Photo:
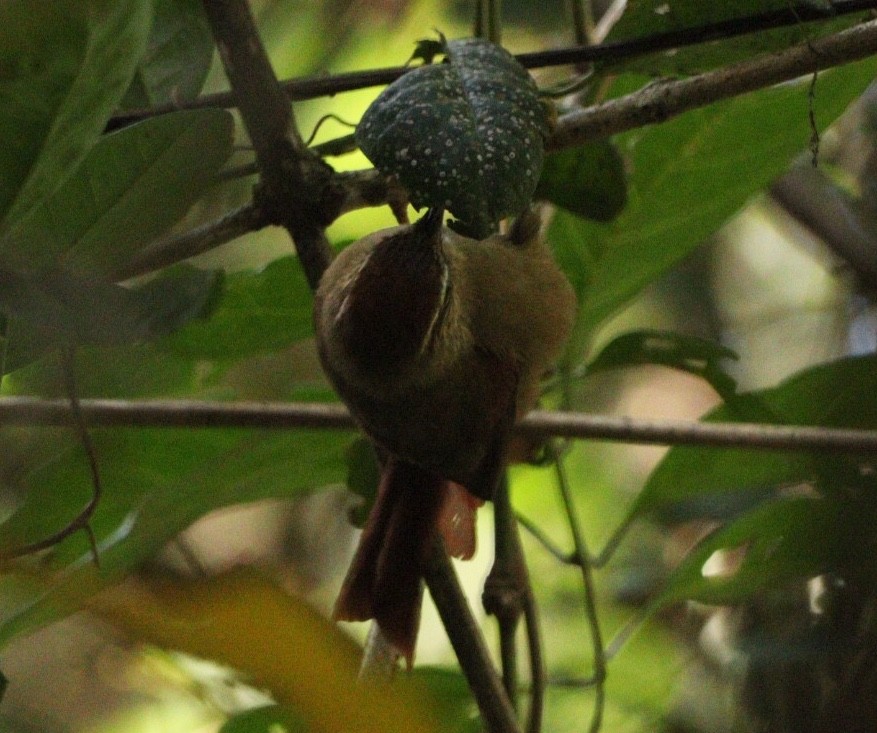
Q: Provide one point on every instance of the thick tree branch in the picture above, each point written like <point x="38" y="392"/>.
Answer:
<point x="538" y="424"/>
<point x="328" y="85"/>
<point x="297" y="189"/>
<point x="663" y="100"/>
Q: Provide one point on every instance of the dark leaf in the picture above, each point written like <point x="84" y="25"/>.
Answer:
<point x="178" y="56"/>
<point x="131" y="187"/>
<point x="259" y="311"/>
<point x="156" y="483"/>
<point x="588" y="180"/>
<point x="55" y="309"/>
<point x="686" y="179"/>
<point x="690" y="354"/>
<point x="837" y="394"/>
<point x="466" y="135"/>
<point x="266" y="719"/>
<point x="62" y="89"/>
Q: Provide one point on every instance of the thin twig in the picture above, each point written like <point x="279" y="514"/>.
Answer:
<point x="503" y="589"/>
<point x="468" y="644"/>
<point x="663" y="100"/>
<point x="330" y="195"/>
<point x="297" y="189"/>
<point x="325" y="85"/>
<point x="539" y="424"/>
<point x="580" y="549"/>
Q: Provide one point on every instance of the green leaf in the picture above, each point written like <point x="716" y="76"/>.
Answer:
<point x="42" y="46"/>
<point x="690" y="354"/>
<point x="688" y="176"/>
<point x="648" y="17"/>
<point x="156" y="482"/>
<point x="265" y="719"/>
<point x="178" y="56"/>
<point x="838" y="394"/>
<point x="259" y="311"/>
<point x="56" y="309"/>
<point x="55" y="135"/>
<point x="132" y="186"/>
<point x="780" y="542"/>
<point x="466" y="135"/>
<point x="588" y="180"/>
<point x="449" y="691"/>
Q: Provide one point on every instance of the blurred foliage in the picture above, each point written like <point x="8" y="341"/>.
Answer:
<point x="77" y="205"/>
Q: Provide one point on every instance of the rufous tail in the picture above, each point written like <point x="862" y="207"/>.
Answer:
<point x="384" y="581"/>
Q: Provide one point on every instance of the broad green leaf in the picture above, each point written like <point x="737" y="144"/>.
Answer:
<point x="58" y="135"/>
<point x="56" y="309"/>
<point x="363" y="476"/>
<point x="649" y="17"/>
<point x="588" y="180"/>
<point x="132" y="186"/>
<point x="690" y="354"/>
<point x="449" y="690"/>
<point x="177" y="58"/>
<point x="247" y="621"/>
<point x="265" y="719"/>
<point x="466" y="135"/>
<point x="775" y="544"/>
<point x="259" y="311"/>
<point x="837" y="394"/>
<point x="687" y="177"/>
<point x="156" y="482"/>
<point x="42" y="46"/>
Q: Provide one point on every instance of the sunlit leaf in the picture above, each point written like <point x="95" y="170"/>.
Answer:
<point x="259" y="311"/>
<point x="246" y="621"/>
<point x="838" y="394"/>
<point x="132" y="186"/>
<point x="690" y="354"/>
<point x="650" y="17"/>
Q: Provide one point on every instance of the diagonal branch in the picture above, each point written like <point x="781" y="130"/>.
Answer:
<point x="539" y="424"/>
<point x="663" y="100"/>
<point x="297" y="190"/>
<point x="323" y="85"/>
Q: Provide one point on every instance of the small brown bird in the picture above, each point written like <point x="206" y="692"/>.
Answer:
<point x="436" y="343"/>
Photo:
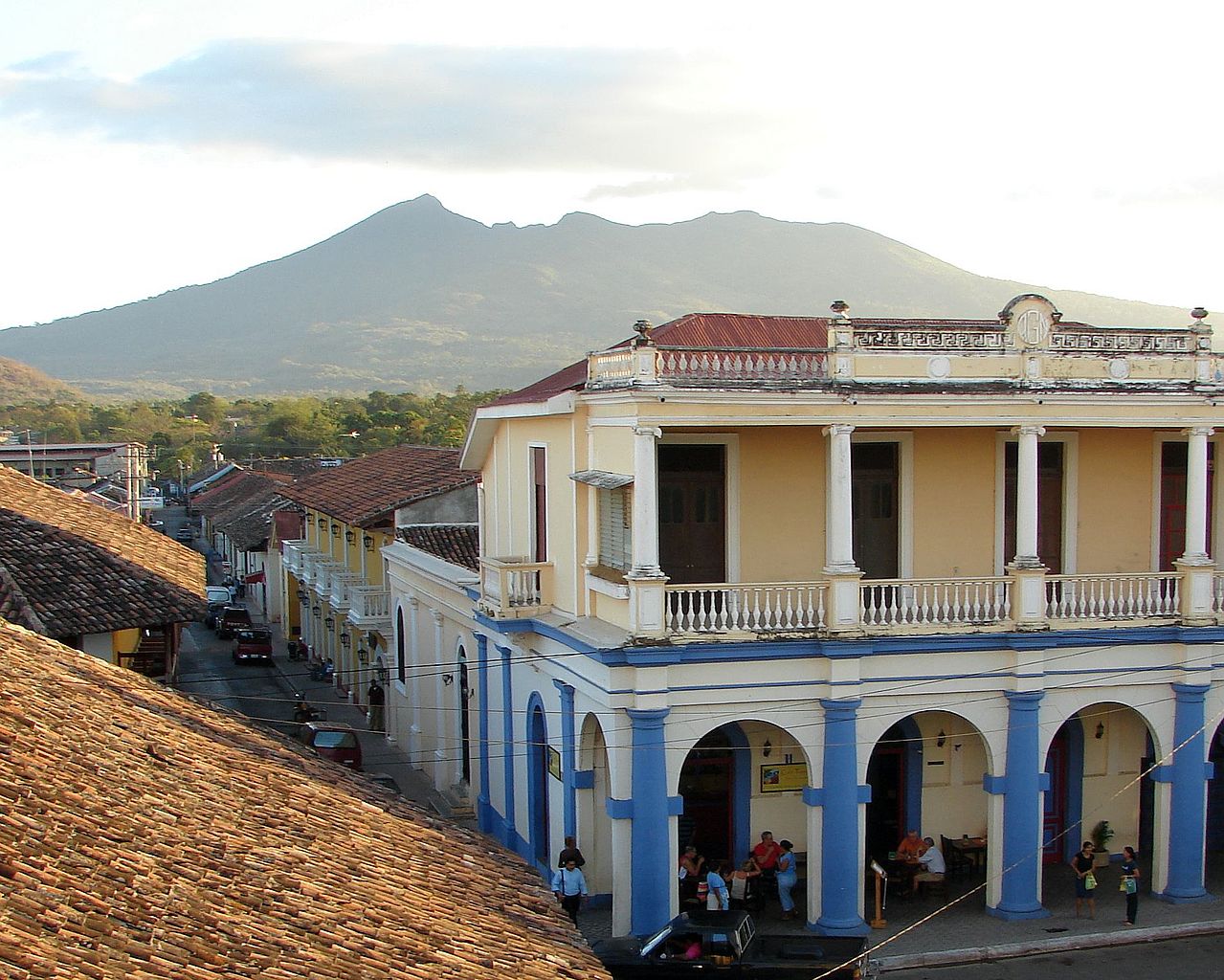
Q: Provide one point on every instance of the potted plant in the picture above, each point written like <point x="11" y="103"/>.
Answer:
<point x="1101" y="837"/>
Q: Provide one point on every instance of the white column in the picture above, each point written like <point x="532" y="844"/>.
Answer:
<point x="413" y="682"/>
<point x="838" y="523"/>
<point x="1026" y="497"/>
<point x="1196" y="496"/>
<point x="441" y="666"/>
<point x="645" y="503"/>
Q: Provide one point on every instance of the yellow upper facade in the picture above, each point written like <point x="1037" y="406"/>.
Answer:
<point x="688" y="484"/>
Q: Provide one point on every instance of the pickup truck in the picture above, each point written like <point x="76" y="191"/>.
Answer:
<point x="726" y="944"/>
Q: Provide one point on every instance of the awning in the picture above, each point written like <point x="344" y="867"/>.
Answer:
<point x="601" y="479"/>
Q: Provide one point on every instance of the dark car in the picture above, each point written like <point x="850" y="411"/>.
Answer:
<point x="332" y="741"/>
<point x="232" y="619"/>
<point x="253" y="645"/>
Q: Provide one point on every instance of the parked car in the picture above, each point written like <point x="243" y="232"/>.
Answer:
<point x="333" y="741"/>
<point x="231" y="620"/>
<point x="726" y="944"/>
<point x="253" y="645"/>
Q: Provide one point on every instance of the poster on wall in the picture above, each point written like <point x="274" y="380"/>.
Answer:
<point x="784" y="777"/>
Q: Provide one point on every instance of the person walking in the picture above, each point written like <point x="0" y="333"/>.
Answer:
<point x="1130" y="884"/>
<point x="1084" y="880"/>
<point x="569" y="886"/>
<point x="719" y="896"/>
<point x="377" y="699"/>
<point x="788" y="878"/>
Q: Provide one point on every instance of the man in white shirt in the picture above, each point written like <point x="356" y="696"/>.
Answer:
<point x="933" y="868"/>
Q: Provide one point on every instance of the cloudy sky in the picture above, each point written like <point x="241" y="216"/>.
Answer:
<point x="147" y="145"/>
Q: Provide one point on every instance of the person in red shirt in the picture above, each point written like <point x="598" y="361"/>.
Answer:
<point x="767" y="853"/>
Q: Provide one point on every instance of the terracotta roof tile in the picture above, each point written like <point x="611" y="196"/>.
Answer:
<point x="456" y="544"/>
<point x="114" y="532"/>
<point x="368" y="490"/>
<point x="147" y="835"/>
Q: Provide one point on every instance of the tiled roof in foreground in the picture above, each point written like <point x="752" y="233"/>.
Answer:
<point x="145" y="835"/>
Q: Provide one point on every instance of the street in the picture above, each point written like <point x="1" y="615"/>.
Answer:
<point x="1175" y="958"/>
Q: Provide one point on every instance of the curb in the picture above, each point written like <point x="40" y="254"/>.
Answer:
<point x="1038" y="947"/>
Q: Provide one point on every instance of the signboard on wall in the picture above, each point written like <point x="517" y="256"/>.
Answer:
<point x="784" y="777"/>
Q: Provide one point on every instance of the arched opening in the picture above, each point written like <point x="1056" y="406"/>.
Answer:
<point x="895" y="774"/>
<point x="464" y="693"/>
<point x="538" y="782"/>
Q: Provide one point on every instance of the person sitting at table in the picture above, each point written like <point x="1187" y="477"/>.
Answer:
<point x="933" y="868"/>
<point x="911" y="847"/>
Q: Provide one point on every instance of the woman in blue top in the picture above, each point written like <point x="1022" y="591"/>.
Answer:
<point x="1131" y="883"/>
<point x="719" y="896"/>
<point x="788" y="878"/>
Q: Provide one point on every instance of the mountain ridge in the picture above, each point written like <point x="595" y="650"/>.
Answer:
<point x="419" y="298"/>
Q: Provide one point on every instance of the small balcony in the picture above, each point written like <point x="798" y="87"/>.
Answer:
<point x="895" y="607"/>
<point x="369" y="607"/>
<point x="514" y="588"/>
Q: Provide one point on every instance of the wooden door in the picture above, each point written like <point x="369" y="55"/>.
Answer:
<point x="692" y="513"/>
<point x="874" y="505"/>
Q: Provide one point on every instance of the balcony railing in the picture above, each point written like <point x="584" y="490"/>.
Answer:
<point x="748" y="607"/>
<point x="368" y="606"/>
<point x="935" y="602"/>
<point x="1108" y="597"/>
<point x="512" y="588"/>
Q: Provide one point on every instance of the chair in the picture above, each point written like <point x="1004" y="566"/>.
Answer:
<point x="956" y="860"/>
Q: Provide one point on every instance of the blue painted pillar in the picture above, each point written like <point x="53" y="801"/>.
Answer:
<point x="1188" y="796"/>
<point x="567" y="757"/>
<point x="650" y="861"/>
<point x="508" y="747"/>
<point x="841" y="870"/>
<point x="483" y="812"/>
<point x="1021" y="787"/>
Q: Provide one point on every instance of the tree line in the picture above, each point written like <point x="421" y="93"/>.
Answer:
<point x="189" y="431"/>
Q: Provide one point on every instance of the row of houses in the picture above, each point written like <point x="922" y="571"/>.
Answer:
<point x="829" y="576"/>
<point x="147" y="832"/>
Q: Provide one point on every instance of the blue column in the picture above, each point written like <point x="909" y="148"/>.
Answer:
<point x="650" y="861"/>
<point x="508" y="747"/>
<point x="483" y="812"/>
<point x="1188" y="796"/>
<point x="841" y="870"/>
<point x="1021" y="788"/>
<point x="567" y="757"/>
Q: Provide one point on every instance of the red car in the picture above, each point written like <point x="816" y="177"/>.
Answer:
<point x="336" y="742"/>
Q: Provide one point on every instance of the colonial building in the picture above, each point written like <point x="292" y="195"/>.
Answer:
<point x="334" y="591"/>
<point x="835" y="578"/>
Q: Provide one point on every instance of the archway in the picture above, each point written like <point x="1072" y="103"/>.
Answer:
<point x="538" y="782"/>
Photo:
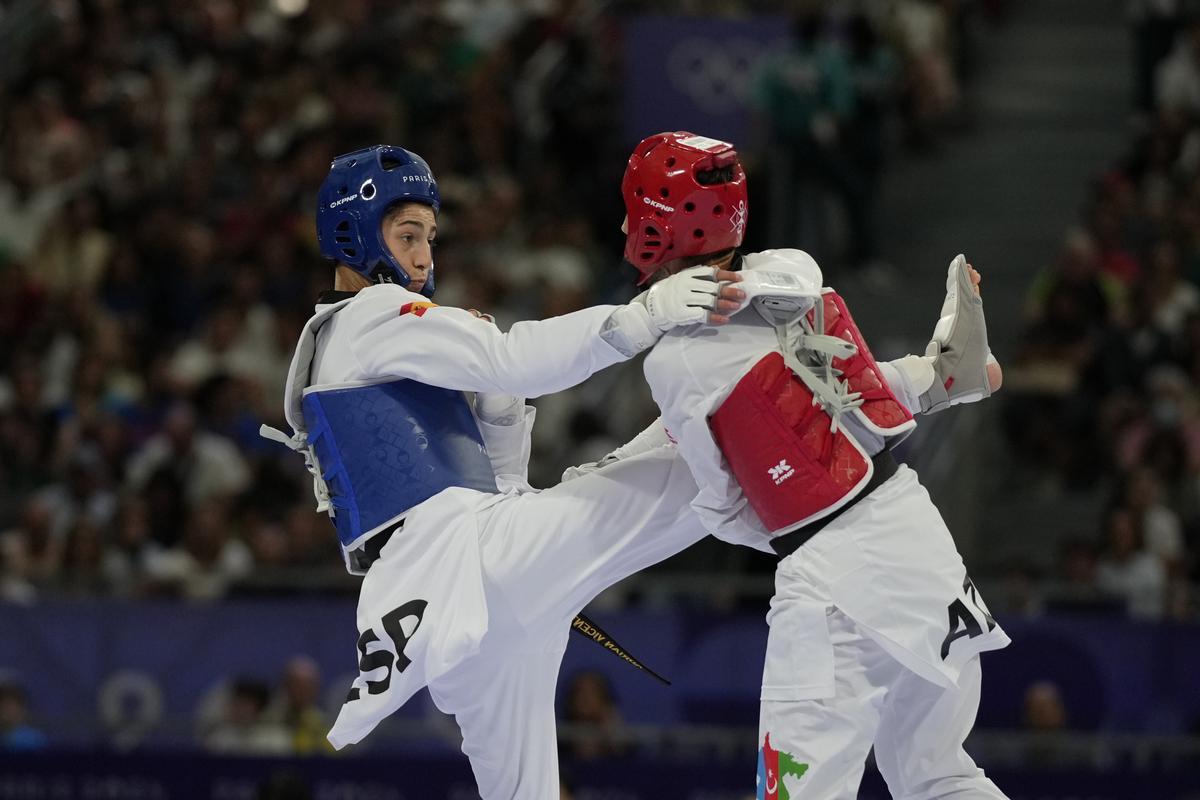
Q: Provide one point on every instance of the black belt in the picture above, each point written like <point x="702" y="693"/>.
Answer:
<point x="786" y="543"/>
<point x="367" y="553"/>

#### Written request
Everything from the line with "Q: Provide one point on every instance of the balcony" through the final line of the records above should be written out exactly, minus the pictures.

#### Reply
Q: Provide one point on every instance of the balcony railing in the picture above, each point written like <point x="584" y="490"/>.
Answer:
<point x="748" y="607"/>
<point x="368" y="606"/>
<point x="935" y="602"/>
<point x="1108" y="597"/>
<point x="512" y="588"/>
Q: Provide one point on every instance of the chair in the picture above, each point written like <point x="1004" y="566"/>.
Answer:
<point x="956" y="860"/>
Q: Provide one point on every instance of the blue painted pillar in the picture above, each point written like <point x="53" y="801"/>.
Answer:
<point x="1188" y="796"/>
<point x="567" y="757"/>
<point x="650" y="861"/>
<point x="508" y="747"/>
<point x="841" y="870"/>
<point x="483" y="812"/>
<point x="1021" y="787"/>
Q: Provide one point on every instance of the tree line in the picture above, each point written like <point x="421" y="93"/>.
Answer:
<point x="189" y="431"/>
Q: Provide one point on every instance of the row of houses in the picture above, each point written like <point x="922" y="571"/>.
Answer:
<point x="829" y="576"/>
<point x="147" y="832"/>
Q: Provide one point on every instance of the blue column in the picture above, each point written like <point x="909" y="148"/>.
Answer:
<point x="650" y="861"/>
<point x="508" y="747"/>
<point x="483" y="812"/>
<point x="1188" y="796"/>
<point x="841" y="870"/>
<point x="1021" y="788"/>
<point x="567" y="757"/>
Q: Provide one point on every instance of the red car in the picture above, each point written like <point x="816" y="177"/>.
Answer:
<point x="336" y="742"/>
Q: Provide one point on every instance of the colonial building in the picture above, each point written like <point x="292" y="195"/>.
Answer:
<point x="334" y="591"/>
<point x="835" y="578"/>
Q: Provide one point on every instance of the archway in the picture above, each point written like <point x="1072" y="103"/>.
Answer:
<point x="538" y="782"/>
Photo:
Q: Provide one point on every instance of the black belt in the picture above, each point written like <point x="702" y="693"/>.
Answer:
<point x="786" y="543"/>
<point x="367" y="553"/>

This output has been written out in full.